**Work request**
Print every line of the listing exactly, please.

****

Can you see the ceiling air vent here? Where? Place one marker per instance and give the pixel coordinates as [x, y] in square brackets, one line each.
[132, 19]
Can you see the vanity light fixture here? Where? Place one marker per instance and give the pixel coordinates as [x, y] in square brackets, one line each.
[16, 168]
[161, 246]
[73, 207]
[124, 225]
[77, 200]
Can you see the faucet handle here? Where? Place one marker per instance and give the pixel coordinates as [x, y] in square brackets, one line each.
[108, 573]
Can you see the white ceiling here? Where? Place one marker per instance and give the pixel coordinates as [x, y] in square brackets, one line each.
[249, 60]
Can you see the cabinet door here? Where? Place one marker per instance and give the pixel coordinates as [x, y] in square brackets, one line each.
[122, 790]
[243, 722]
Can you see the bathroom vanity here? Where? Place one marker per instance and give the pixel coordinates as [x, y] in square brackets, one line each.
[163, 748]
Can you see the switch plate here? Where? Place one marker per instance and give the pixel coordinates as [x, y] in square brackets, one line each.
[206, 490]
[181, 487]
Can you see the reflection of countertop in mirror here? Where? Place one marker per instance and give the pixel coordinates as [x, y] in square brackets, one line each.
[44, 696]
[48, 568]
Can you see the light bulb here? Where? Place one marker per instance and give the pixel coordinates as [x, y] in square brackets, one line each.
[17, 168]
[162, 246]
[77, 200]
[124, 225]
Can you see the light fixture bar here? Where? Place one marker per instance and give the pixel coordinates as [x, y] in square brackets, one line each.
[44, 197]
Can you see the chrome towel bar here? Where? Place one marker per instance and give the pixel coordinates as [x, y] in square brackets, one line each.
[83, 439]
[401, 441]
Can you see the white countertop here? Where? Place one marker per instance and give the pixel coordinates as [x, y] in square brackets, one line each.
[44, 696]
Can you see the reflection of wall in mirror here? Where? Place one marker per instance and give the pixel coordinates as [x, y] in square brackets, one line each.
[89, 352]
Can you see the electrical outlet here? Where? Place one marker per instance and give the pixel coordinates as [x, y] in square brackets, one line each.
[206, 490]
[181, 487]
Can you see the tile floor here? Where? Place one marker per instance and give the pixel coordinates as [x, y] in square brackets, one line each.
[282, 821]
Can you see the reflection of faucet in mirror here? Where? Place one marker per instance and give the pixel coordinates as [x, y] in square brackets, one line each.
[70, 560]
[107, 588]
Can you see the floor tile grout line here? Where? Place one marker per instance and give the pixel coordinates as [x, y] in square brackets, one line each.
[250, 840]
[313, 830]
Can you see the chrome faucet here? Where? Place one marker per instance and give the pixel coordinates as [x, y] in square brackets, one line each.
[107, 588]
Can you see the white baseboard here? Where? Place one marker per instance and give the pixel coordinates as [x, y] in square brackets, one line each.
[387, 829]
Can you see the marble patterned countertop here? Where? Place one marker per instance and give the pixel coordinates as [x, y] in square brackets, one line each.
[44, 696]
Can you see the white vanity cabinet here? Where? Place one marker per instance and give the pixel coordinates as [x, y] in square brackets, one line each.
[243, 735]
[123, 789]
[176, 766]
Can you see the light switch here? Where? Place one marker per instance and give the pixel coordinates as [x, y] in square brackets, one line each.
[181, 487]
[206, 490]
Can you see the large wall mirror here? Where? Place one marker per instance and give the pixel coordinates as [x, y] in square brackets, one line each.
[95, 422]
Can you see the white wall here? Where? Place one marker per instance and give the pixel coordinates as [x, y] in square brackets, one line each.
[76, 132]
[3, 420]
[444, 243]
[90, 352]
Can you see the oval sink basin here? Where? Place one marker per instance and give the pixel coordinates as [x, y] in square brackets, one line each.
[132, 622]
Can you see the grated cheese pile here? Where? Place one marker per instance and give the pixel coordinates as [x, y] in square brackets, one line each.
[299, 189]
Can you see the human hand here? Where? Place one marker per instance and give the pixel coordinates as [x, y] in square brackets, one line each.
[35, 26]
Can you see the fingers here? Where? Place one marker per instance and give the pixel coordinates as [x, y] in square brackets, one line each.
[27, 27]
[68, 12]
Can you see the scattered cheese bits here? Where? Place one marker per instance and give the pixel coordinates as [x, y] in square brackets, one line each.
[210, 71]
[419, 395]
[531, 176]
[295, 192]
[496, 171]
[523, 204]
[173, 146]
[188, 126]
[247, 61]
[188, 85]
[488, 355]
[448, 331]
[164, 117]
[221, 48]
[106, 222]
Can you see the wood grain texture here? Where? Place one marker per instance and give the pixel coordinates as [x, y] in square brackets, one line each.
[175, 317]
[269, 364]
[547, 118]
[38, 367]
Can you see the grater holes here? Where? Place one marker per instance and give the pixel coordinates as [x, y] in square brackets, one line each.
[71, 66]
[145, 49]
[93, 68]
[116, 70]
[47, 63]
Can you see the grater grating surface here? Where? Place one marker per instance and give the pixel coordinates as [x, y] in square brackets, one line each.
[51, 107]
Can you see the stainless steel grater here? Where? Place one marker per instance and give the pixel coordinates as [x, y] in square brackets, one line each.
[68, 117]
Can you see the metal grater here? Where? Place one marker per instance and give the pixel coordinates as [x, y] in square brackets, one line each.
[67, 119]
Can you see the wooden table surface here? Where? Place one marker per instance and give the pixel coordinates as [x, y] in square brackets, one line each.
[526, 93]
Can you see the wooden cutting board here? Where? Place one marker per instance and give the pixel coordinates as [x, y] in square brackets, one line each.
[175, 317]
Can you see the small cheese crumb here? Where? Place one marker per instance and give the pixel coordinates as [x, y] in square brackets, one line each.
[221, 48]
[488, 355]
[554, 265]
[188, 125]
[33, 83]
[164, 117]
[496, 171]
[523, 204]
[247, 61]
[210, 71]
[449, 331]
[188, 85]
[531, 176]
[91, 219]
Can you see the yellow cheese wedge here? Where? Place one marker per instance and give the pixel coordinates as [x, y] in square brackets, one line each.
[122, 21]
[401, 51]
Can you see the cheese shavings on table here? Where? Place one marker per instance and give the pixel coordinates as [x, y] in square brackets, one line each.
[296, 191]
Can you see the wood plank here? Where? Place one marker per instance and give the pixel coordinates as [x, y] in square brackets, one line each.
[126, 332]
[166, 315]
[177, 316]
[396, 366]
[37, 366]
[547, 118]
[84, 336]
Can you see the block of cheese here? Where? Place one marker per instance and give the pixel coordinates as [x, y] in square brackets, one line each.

****

**Expected output**
Can you see the ceiling air vent here? Where? Place one marker per instance and give the pixel coordinates as [x, y] in square brackets, one line each.
[132, 19]
Can you see the vanity light fixture here? Where? Place one marker per instance and give the pixel coordinates as [x, y] in square brackets, one line each.
[16, 168]
[161, 246]
[73, 207]
[124, 225]
[77, 200]
Can you see the faucet handle here? Where? Place one marker per instance and give the pixel coordinates as [x, y] in square brackets, one line each.
[108, 573]
Can you see the white ceiling here? Where? Place one marker per instance and give the pixel coordinates as [x, y] in square brackets, one line each.
[249, 60]
Can you see the cabinet door here? Where? Place one marker per instance and give the pixel coordinates as [x, y] in square brackets, one line each.
[122, 790]
[243, 722]
Can you see the bathroom vanity here? Where? Place one marker per instance and give the pixel coordinates as [x, y] in square brackets, one line each.
[163, 748]
Can you see the switch plate here? Where? Place one marker per instance and give the pixel coordinates as [x, y] in square brackets, one line each.
[206, 490]
[181, 487]
Can you see the reflection of countertop in mirror here? Where? Place one marker per instance and give the pixel coordinates as [x, y] in square brackets, one line each.
[44, 696]
[48, 568]
Can you see the light bulb here? Where? Place one marker per instance and give the pixel coordinates as [x, y] in square brackets, one line each.
[17, 168]
[162, 246]
[77, 200]
[124, 225]
Can you see the light fixture bar here? Where? Place one marker per instance and give the pixel coordinates as [x, y] in square brackets, one line each.
[44, 197]
Can you see the chrome towel bar here? Where? Place one marker per instance and give the pixel coordinates as [x, y] in square brackets, one line each.
[83, 439]
[401, 441]
Can you see the white countertop here? Where? Place one marker per instance and give the pixel coordinates as [x, y] in square brackets, one line each.
[44, 696]
Can you see the reflection of wall in mirror here? Where? Place one marker per instance and give the pixel coordinates as [x, y] in square brackets, one line each.
[89, 352]
Can you see the electrical outlet here? Where? Place one marker per instance and give the pixel coordinates as [x, y] in square brackets, one line each.
[206, 490]
[181, 487]
Can you see the tile floor here? Where? Place one marker per instance and give the pixel coordinates as [x, y] in square brackets, one line each.
[282, 821]
Can you see the reflection of faucet in mirror here? Where? Place one marker per instance and give the pixel coordinates as [x, y] in square brackets, one line each.
[70, 560]
[107, 588]
Can you see the floor tile grout line here? Where? Place one marker per instance and give the pixel coordinates as [x, y] in square brackets, one line each.
[250, 840]
[313, 830]
Can you see the chrome faucet here? Where? Place one marker per instance and give the pixel coordinates as [x, y] in square brackets, one line each.
[107, 588]
Can you see the white baseboard here? Where? Place one marker per instance and give the pixel coordinates as [x, y] in square brackets, one line each.
[387, 829]
Can you see the marble patterned countertop here? Where? Place one marker per instance and give the pixel coordinates as [x, y] in square brackets, one line each.
[44, 696]
Can you see the white vanity cabinet here? Where? Place one marker per instance and give the pixel coordinates as [x, y] in square brackets, one line each.
[243, 735]
[123, 789]
[176, 766]
Can you see the light switch here? Where? Place one marker per instance and give the pixel coordinates as [x, y] in square brackets, one line each.
[181, 487]
[206, 490]
Can you see the large wall mirror here? Where? Place one marker per instance and give the pixel coordinates as [x, y] in square brackets, one line each.
[95, 422]
Can you see the white wall here? Where? Place one marker per instance and give the pixel coordinates as [x, y] in square brackets, one line each.
[76, 132]
[3, 420]
[444, 243]
[90, 352]
Can you see the oval sink basin here? Where? Place one marker per instance and give the pixel coordinates as [x, y] in square brackets, one line each.
[132, 622]
Can you see the grated cheese pile here? Where? Place one marker per instance and give the pixel coordinates as [x, y] in square brackets, one line each.
[299, 189]
Can you see the human hand here? Where? Place one marker per instance and give the pixel coordinates as [x, y] in square brackets, one line each.
[35, 26]
Can you see the fingers here? Where? Place one marker per instance and give the pixel coordinates as [x, y] in square brackets, one line each.
[27, 27]
[68, 12]
Can you see the scattered cheese bits here? Where? Place one marker per instance and give the pixel coordinates as [x, y] in square brackets, one line each.
[210, 71]
[419, 395]
[531, 176]
[295, 192]
[496, 171]
[523, 204]
[173, 146]
[188, 126]
[247, 61]
[188, 85]
[488, 355]
[448, 331]
[164, 117]
[221, 48]
[106, 222]
Can you see the wood grain texture here? Where? Place one marker per instance and give the pixel coordinates as [x, y] in square brackets, one line each.
[175, 317]
[269, 364]
[547, 118]
[38, 367]
Can you see the grater holes here? Where? Place one marker per instance and give the pixel coordinates as [x, y] in square brackets, one line each.
[71, 66]
[145, 49]
[93, 68]
[116, 70]
[47, 63]
Can you see the grater grating surface here? Where? Place one marker per instance and give the pixel coordinates as [x, y] in square brackets, one line each.
[51, 107]
Can you see the stainless steel grater here? Where? Place one marker per instance and give the pixel coordinates as [x, y] in square brackets, one line each.
[68, 117]
Can you see the metal grater here? Where? Place one marker per instance and give the pixel coordinates as [x, y] in square brackets, one line each.
[67, 119]
Can you see the wooden table surface here? Where? Place one marker per instance and give the pixel coordinates as [x, y] in square brackets, one line each.
[526, 93]
Can you see the wooden cutting board here? Where? Place one marker per instance and give the pixel coordinates as [x, y] in square brackets, one line each.
[175, 317]
Can you see the small cheese crumb here? Where? Place one marker per instance and give the pixel coordinates as [x, y] in square brackets, one line each.
[221, 48]
[488, 355]
[554, 265]
[188, 125]
[33, 83]
[164, 117]
[496, 171]
[523, 204]
[247, 61]
[210, 71]
[449, 331]
[188, 85]
[531, 176]
[91, 219]
Can you see the yellow cheese wedge here? Where? Place one marker per instance and give the pixel coordinates as [x, y] in square brackets, one line each.
[122, 21]
[401, 51]
Can you see the cheese shavings on table here? Where? Place one marker per instance and give the pixel coordinates as [x, y] in square brackets, one line each.
[296, 191]
Can you see the wood plank here? Where? Place one marker per instance and give the pixel coordinates as [x, y] in square brackets, one line each.
[126, 332]
[166, 315]
[177, 316]
[396, 366]
[37, 366]
[547, 118]
[84, 336]
Can you see the block of cheese here? Where? Place one marker per instance and give the pixel coordinates as [x, y] in square brackets, one line each.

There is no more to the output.